Rewrite the listing below with "satellite dish mount" swapped for "antenna bracket" and every other detail left unchanged. Leave the pictures out of your answer.

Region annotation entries
>> Start

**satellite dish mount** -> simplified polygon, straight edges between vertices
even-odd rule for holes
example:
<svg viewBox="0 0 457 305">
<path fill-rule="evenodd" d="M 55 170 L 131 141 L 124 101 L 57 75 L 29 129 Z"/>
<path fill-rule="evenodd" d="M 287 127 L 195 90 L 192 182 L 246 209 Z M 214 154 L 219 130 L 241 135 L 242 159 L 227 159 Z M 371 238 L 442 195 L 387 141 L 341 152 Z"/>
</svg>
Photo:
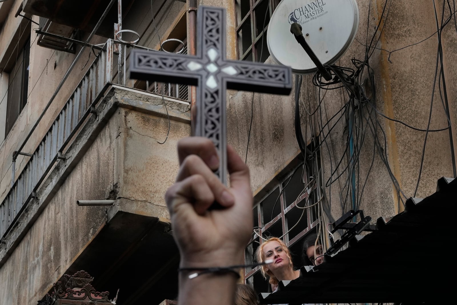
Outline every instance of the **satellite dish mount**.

>> End

Task solution
**antenna bracket** -> simplified polygon, straight edges between vertices
even-odd rule for holes
example:
<svg viewBox="0 0 457 305">
<path fill-rule="evenodd" d="M 55 170 L 131 141 L 124 101 L 57 75 L 29 129 Z"/>
<path fill-rule="evenodd" d="M 287 127 L 195 90 L 192 182 L 246 209 Z M 214 154 L 219 130 L 241 135 L 242 159 L 227 159 Z M 371 238 L 442 195 L 387 141 L 341 152 Z"/>
</svg>
Photo:
Outline every instance of the **antenna bracket**.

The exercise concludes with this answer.